• **What to work on**: Start at the line that has "object | wooden log" and go to the end of the records. Write out every line again, requests included, but multiply each x and y coordinate in the answers by 0.75 and round it to a whole number, with halves rounding up.

>> START Available records

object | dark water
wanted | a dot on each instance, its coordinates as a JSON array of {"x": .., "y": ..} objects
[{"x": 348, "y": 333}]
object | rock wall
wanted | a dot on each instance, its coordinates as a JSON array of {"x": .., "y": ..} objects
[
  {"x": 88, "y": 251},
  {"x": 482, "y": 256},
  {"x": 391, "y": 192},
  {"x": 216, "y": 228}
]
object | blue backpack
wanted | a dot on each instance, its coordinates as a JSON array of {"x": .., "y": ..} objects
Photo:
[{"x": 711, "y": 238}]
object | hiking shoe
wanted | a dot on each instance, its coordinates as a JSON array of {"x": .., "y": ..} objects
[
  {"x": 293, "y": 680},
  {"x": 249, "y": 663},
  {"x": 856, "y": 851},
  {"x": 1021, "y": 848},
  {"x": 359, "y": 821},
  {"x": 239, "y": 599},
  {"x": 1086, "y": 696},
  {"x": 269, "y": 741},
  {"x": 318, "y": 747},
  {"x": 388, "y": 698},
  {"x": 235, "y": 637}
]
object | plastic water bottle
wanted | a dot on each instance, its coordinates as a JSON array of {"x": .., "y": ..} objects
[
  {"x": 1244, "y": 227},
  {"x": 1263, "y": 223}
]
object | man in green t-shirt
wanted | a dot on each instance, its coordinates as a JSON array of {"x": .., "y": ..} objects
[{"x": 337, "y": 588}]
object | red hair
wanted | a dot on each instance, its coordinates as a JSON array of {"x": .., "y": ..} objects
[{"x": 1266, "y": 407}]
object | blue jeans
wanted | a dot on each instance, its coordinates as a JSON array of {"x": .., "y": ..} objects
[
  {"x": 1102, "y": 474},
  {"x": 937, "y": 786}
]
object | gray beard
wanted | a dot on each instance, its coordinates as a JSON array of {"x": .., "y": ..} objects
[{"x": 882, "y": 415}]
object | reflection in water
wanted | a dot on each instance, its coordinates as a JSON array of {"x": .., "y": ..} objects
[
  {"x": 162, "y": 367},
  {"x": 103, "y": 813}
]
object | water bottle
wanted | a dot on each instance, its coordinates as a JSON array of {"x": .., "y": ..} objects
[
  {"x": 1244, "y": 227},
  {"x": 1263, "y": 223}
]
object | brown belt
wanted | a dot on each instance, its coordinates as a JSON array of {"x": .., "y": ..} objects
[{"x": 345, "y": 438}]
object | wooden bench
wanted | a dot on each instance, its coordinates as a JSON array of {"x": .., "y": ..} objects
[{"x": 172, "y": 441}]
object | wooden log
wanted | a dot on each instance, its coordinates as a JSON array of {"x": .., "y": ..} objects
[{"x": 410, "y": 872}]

>> END Available records

• **Solution**:
object | wooden log
wanted | a dot on each instance, its coordinates as a JSON array of {"x": .., "y": ..} objects
[{"x": 308, "y": 654}]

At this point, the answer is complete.